- Problem requirements
Please list every foundational technology that the job posting below says the company builds.

- Text provided
.....
Jobs search

Senior Site Reliability Engineer

Recrew AI • Full-time • Mumbai, IN • 13h ago

Role: Lead Site Reliability Engineer

Function: Site Reliability Engineering / Infrastructure

Location: Bangalore or Mumbai, India

Type: Full-time

Industry: Artificial Intelligence, Speech & Language Technology, Cloud Infrastructure

About Company

The company is the dedicated research and AI innovation arm of a flagship national AI program. It builds foundational technologies in Speech-to-Text, Text-to-Speech, Real-Time Conversational AI, and Multimodal Intelligence.

The mission: make human-machine communication as natural as speaking to another person, in any Indian language. The company operates next-generation data centers purpose-built for training and serving large AI models.

It partners with global AI leaders including OpenAI, Anthropic, Google, and Meta. Engineers work on problems of genuine national scale, with the resources and ambition to match.

Position Overview

As the founding Lead SRE, you will build the reliability engineering function from zero — establishing practices, tooling, and culture before the first hire joins. You will own production reliability of AI inference and training infrastructure serving millions of users across India, and directly shape how the organization thinks about availability, latency, and operational maturity for speech, language, and multimodal AI systems.

Role & Responsibilities

Establish the SRE function from scratch: define SLOs, SLIs, error budgets, on-call rotations, runbooks, and incident management processes across all production AI workloads
Architect the observability stack (metrics, logs, distributed tracing) for GPU-backed inference clusters and high-throughput STT/TTS and conversational AI services
Design and implement CI/CD pipelines and deployment automation for ML model rollouts, canary releases, and rollback mechanisms
Own capacity planning and auto-scaling strategies for model serving infrastructure handling latency-sensitive, variable AI workloads
Lead incident response and blameless post-mortems; drive systemic reliability improvements with measurable SLO impact
Partner with AI research and platform engineering teams to define production readiness criteria and harden new model deployments before launch
Hire and mentor the initial SRE team; set engineering standards, toolchain decisions, and reliability culture for the organization

Must Have Criteria

10+ years in SRE or production infrastructure engineering, with at least 2 years in a lead or staff-level role
Demonstrated experience building an SRE or platform engineering function from the ground up — tooling selection, process definition, and first hires
Hands-on experience managing Kubernetes clusters at scale (500+ nodes) in production, including GPU node pools
Proficiency in Python or Go for automation, tooling, and infrastructure-as-code (Terraform or Pulumi)
.....
- Information provided

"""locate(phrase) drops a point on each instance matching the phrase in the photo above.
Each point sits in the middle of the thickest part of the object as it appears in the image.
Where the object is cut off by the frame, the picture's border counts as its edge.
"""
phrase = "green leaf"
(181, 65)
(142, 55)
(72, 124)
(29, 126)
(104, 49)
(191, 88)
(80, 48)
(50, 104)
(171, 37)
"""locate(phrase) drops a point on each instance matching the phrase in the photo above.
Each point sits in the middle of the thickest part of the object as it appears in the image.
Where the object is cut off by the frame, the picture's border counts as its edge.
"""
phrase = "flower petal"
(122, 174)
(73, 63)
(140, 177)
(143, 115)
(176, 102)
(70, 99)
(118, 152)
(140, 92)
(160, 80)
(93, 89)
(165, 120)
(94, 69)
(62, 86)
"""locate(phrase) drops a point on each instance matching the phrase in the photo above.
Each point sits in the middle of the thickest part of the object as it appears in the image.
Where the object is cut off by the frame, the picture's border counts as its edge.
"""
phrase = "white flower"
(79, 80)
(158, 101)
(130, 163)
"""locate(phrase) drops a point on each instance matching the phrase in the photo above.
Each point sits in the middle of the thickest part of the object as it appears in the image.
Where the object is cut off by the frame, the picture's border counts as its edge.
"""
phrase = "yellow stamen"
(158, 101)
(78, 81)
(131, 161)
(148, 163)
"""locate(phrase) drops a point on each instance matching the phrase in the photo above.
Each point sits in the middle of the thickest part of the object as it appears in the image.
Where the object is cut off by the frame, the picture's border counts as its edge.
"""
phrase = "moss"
.....
- Exercise result
Speech-to-Text, Text-to-Speech, Real-Time Conversational AI, Multimodal Intelligence